• Stated goal A: Rewrite everything in the passage on Simeon and Anna from "We find Simeon" down to "earlier (Luke 1:41-55).", substituting "Symeon" for "Simeon".

[Start Extract]

“When You said, ‘Seek My face,’ my heart said to You, ‘Your face, O Lord, I shall seek.’” – Psalm 27:8 (NASB)
We find Simeon and Anna at the temple in Jerusalem. These two elderly people claim a simple, profound pursuit: They have followed the Lord all their lives. The Bible calls Simeon “righteous and devout, looking for the consolation of Israel” (Luke 2:25). Anna has served, prayed, and fasted in the Temple since her husband died years and years ago (Luke 2:36-7). She, like Simeon, looks for the coming Messiah.
And they find him, or, to be more precise, Jesus finds them. Joseph and Mary bring the infant to Jerusalem to present Jesus to God and to offer a sacrifice. Simeon takes Jesus into his arms and bursts into prophecy (Luke 2:29-32, 34-35), in a fashion similar to Elizabeth’s and Mary’s praise songs a chapter earlier (Luke 1:41-55).
When Anna approaches the baby Jesus, the same thing happens. She speaks the truth and gives thanks to God. She can’t keep quiet; she speaks of Jesus to “all those who were looking for the redemption of Jerusalem” (Luke 2:38).

[End Extract]
[Start Provided material]

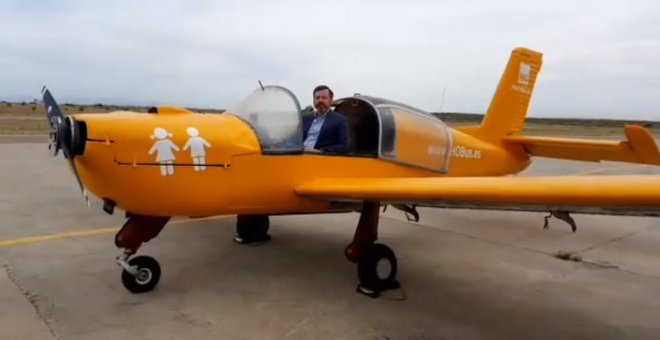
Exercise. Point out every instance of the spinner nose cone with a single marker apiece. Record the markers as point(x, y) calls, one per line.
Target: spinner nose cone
point(68, 135)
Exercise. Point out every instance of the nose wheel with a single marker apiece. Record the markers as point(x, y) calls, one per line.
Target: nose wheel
point(377, 269)
point(141, 274)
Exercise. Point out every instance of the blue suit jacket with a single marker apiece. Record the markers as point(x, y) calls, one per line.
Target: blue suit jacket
point(333, 137)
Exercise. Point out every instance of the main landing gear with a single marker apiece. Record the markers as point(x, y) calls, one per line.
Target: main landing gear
point(371, 256)
point(252, 229)
point(142, 273)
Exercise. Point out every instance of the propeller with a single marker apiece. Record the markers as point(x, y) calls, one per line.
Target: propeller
point(65, 134)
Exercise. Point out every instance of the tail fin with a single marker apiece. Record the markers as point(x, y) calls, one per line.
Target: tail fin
point(508, 108)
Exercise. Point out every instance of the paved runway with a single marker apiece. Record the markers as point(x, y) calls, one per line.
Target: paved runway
point(465, 274)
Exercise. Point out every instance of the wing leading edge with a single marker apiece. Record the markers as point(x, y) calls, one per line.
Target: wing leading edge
point(607, 195)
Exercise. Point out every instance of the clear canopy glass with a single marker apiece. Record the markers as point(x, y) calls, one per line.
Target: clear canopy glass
point(275, 115)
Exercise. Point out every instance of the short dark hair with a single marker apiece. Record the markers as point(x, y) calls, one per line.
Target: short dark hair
point(323, 87)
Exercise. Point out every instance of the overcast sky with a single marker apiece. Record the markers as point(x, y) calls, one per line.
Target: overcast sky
point(601, 58)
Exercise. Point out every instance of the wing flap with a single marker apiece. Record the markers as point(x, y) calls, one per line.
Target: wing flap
point(640, 147)
point(634, 195)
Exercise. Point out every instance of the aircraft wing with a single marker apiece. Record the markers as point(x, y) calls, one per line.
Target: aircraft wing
point(607, 195)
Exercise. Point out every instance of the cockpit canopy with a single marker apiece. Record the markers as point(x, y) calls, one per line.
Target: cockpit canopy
point(378, 128)
point(275, 115)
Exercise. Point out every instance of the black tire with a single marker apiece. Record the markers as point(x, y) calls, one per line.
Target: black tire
point(368, 268)
point(252, 227)
point(148, 275)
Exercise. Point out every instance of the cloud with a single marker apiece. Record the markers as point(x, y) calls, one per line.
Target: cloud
point(599, 56)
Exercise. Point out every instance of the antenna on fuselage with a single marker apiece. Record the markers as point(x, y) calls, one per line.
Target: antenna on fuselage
point(442, 103)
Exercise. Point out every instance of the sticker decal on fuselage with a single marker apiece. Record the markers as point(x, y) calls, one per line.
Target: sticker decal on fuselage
point(460, 151)
point(164, 149)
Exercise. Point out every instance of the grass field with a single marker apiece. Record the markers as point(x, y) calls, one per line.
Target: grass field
point(28, 119)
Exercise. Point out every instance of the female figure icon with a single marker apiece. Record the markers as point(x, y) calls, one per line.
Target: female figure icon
point(164, 147)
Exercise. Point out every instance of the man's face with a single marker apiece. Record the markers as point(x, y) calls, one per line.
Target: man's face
point(322, 100)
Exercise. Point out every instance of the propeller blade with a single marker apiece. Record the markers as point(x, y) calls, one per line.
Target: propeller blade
point(62, 134)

[End Provided material]

• Stated goal B: Show each line of the records that contains the string "spinner", copying it word for word.

• Complete answer A:
We find Symeon and Anna at the temple in Jerusalem. These two elderly people claim a simple, profound pursuit: They have followed the Lord all their lives. The Bible calls Symeon “righteous and devout, looking for the consolation of Israel” (Luke 2:25). Anna has served, prayed, and fasted in the Temple since her husband died years and years ago (Luke 2:36-7). She, like Symeon, looks for the coming Messiah.
And they find him, or, to be more precise, Jesus finds them. Joseph and Mary bring the infant to Jerusalem to present Jesus to God and to offer a sacrifice. Symeon takes Jesus into his arms and bursts into prophecy (Luke 2:29-32, 34-35), in a fashion similar to Elizabeth’s and Mary’s praise songs a chapter earlier (Luke 1:41-55).

• Complete answer B:
Exercise. Point out every instance of the spinner nose cone with a single marker apiece. Record the markers as point(x, y) calls, one per line.
Target: spinner nose cone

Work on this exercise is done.